[Start]

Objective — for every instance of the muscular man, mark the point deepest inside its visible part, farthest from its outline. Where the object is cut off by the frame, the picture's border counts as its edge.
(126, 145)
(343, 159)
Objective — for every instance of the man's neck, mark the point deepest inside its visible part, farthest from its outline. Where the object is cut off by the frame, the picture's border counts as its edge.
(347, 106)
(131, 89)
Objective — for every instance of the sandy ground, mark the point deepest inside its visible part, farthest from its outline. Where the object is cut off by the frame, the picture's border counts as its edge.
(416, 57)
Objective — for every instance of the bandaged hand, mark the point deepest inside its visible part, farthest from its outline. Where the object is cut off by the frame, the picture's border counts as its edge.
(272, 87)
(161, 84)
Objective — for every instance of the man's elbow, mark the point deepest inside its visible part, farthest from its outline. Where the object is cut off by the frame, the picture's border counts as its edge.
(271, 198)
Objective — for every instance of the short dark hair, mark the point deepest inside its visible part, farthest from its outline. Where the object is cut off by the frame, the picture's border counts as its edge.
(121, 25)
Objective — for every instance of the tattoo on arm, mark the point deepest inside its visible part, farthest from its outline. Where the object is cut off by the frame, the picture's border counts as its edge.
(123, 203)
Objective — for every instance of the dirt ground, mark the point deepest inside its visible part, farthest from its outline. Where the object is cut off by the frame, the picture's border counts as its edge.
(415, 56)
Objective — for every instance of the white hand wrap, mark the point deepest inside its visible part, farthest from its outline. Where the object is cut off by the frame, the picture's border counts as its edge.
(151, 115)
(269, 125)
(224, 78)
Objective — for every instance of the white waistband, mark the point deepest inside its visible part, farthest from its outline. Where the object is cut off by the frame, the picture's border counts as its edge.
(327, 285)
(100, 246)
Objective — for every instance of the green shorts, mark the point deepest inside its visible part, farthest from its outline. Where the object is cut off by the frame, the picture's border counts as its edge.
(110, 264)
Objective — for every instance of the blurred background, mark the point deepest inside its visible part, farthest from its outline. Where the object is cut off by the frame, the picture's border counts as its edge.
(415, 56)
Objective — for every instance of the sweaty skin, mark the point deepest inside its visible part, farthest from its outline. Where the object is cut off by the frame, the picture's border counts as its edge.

[End]

Problem requirements →
Send back every record, precisely as written.

Result of this exercise →
Objective — for every instance of the muscular man, mark the point deepest inside its visible part, farthest from its outline. Where the object is cut off by the frame, the picture's border counts as its edge.
(126, 145)
(343, 159)
Objective — for every instance of the man's neck, mark the point deepest inside its visible part, farthest from its outline. Where the object is cut off by the frame, the picture's border counts as its edge.
(347, 106)
(131, 89)
Objective — for every instance of the sandy ground, mark the point deepest inside its visible part, farthest from its outline. Where the object is cut off by the frame, the picture's border counts as its edge.
(416, 57)
Objective — for every instance of the bandaged hand, mark the point deepest inside its visible part, farthest from its outline. Where the object is cut off by the frame, the picture's border counts as its edge.
(272, 87)
(161, 84)
Objective — for every instance of the man's elbow, mark the point deepest inside its visible part, farthest from its outline. Where the object is cut off by the frame, the picture's border counts as its edge.
(271, 198)
Objective — for every instance of the short dark hair, mark the point deepest inside its visible part, farthest from its outline. Where the object is cut off by the frame, the picture's border counts as its edge.
(121, 25)
Objective — for every instance of the tattoo on arm, mark the point deepest inside its visible part, farthest from its outline. Where the object is cut off by the frame, the picture's border counts as its edge.
(123, 203)
Objective — for every instance of the dirt ground, mark the point deepest inside its visible part, farthest from its outline. Where the object is cut off by the frame, the picture's border counts as its edge.
(415, 56)
Objective — for every instance of the white hand wrap, mark the point deepest inside its visible part, farthest from its outline. Where the object is cut off by the frame, the picture's border counts as its edge.
(151, 115)
(269, 125)
(224, 78)
Objective — for every instance of the white waistband, mark the point deepest inside its visible part, farthest from its outline. Where the object is cut off by the frame, the picture's border counts as its edge.
(327, 285)
(100, 246)
Objective — for every instance of the green shorts, mark the point deepest inside its visible part, farthest from its outline. Where the object is cut off by the frame, the picture's border counts as its edge.
(110, 264)
Objective — for every instance of the blurred background, mark the point deepest inside its visible part, farthest from its outline. Where the object is cut off by the frame, the picture's border counts as its edge.
(415, 56)
Objective — for every instance of the sweaty skin, mark the point deepest inside its visible part, farthest from its outline. Where the object is cut off by the frame, the picture's border counts as its edge.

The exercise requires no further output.